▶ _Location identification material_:
########

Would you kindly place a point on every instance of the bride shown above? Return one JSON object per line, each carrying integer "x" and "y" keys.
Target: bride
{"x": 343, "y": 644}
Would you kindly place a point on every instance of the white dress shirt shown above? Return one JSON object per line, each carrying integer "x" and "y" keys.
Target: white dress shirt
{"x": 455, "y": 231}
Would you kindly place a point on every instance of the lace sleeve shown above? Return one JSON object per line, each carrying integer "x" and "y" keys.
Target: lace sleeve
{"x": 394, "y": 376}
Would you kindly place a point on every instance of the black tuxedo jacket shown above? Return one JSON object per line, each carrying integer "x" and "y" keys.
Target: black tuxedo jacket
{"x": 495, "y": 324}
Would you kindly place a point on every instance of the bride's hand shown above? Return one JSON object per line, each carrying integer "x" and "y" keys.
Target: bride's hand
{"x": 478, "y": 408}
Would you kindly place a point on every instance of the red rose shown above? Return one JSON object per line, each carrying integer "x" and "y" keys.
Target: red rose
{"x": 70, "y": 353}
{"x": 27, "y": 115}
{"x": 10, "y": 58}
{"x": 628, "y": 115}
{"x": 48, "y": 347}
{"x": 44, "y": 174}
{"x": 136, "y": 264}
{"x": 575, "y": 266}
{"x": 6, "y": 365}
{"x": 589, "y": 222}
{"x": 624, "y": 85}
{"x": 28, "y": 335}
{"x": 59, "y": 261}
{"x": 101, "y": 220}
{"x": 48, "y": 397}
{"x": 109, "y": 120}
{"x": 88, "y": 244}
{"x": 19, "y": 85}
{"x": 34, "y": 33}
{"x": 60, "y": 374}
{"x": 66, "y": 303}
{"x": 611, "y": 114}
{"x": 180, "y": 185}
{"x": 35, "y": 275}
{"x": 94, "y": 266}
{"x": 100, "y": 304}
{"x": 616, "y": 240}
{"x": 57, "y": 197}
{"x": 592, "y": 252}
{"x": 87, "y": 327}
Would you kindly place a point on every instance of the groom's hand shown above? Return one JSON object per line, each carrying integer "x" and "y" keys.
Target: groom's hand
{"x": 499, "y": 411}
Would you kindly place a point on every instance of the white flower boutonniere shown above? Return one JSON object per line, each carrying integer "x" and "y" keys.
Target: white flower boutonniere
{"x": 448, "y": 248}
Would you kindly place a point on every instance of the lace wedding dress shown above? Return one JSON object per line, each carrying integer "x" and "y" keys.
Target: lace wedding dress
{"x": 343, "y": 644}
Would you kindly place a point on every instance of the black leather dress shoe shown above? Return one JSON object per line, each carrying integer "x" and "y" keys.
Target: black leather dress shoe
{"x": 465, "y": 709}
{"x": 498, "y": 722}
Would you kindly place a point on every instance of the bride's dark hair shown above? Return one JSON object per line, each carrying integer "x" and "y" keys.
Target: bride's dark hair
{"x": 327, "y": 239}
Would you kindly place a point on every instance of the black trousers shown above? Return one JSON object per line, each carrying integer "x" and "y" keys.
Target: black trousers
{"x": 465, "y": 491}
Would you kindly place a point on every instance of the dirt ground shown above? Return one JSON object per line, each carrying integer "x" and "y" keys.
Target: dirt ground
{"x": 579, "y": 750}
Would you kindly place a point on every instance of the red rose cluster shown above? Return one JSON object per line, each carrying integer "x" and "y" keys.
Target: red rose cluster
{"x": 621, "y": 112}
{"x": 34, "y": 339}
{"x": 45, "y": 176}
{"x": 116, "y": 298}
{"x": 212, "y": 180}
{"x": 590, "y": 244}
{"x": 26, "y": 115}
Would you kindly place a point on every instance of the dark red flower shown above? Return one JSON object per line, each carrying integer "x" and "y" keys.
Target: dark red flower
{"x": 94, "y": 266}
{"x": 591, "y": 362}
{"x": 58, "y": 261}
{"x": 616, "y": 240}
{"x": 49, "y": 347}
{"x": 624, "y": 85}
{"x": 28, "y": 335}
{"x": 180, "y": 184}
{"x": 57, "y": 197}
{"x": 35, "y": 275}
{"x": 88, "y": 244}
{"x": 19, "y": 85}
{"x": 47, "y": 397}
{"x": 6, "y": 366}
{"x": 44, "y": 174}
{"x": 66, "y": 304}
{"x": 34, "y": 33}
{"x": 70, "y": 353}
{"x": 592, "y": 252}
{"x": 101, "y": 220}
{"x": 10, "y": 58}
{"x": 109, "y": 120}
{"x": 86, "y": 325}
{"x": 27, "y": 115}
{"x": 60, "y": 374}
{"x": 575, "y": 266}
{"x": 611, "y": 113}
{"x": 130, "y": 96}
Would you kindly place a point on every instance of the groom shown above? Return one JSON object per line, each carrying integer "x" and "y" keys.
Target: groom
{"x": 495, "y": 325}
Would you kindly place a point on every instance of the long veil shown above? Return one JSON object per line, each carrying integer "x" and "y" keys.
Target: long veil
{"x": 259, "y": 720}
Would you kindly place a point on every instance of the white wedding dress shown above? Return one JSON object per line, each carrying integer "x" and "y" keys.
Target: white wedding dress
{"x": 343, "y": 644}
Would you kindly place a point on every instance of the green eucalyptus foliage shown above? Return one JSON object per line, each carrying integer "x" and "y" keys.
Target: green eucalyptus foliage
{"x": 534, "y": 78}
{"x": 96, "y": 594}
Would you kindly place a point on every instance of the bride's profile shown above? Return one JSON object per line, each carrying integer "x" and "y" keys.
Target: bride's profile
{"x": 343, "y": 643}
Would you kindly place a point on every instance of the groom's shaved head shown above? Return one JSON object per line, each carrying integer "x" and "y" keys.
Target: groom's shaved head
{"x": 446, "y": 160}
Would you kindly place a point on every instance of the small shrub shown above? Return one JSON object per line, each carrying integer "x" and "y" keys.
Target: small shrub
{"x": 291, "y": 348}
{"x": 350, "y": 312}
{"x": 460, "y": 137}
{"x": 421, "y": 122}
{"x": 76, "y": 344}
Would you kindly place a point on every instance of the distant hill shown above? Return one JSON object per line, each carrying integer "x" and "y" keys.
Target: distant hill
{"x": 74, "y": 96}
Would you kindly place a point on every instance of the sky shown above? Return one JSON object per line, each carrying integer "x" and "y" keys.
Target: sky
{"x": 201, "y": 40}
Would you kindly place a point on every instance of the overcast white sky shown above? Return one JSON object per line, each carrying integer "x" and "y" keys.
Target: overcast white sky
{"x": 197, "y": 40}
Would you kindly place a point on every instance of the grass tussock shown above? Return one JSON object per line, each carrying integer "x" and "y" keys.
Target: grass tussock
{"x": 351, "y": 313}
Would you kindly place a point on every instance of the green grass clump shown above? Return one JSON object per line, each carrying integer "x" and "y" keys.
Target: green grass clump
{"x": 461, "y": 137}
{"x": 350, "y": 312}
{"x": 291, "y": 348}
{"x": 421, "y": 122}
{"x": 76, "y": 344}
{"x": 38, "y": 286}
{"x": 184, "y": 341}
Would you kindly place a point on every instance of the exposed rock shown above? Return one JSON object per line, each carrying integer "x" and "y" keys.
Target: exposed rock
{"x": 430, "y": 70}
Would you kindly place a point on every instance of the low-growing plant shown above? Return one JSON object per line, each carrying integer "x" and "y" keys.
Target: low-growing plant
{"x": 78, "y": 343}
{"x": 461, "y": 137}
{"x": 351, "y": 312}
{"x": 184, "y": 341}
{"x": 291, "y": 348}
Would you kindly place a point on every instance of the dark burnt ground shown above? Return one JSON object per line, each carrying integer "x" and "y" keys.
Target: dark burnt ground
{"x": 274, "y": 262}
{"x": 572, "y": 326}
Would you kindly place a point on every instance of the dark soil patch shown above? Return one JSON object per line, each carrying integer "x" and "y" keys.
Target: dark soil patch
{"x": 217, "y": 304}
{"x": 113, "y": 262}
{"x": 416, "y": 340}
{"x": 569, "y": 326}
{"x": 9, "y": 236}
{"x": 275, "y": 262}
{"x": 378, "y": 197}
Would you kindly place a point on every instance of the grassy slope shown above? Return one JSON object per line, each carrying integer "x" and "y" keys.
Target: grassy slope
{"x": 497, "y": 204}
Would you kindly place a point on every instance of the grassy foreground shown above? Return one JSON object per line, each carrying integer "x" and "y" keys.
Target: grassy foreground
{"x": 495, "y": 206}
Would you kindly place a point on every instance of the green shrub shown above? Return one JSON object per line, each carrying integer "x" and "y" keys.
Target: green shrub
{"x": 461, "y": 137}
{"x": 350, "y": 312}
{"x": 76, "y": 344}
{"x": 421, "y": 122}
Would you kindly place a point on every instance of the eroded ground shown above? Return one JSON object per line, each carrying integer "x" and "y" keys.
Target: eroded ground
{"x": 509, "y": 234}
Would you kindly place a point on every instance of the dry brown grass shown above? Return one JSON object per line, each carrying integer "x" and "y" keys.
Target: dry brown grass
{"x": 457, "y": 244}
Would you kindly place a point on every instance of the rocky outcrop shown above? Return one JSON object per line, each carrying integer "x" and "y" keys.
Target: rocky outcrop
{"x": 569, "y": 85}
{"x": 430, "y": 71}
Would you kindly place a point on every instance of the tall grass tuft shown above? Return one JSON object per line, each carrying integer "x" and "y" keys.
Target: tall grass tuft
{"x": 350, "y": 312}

########

▶ _GIVEN EXERCISE_:
Rewrite the lines of the material from the one containing "the dark soil" through the end, inclusive, changing every "green shrub" to "leafy bush" and leaving everything else unchanged.

▶ _COMPLETE RESPONSE_:
Would you kindly place a point on every instance of the dark soil patch shown above? Return one JSON object per line, each carrying integer "x" and "y" keys.
Target: dark soil patch
{"x": 217, "y": 304}
{"x": 113, "y": 262}
{"x": 416, "y": 340}
{"x": 569, "y": 326}
{"x": 9, "y": 236}
{"x": 275, "y": 262}
{"x": 378, "y": 197}
Would you kindly place a point on every instance of the grassy slope shown above? Return one JSON object per line, each carrying integer "x" and "y" keys.
Target: grassy slope
{"x": 497, "y": 204}
Would you kindly place a point on every instance of the grassy foreground shown above? Return one JSON object per line, each carrying integer "x" and "y" keys.
Target: grassy foreground
{"x": 495, "y": 206}
Would you kindly place a point on every instance of the leafy bush shown above? Return one JSON object per line, each carrying integer "x" and "y" keys.
Target: leafy bush
{"x": 461, "y": 137}
{"x": 350, "y": 312}
{"x": 76, "y": 344}
{"x": 421, "y": 122}
Would you kindly place a point on every instance of the eroded ground shown above? Return one JSON object per line, each carrying integer "x" and "y" keys.
Target: eroded ground
{"x": 509, "y": 234}
Would you kindly place a point on every instance of the dry brown grass shown above? Return one JSON object per line, each carrying integer "x" and "y" keys.
Target: dry brown grass
{"x": 457, "y": 244}
Would you kindly place a point on every instance of the rocky outcrop shown above? Return one JSON object per line, each carrying integer "x" and "y" keys.
Target: rocky outcrop
{"x": 569, "y": 85}
{"x": 430, "y": 71}
Would you kindly place a point on every instance of the tall grass tuft shown above? Return one JSON object per line, each carrying integer "x" and "y" keys.
Target: tall grass tuft
{"x": 350, "y": 312}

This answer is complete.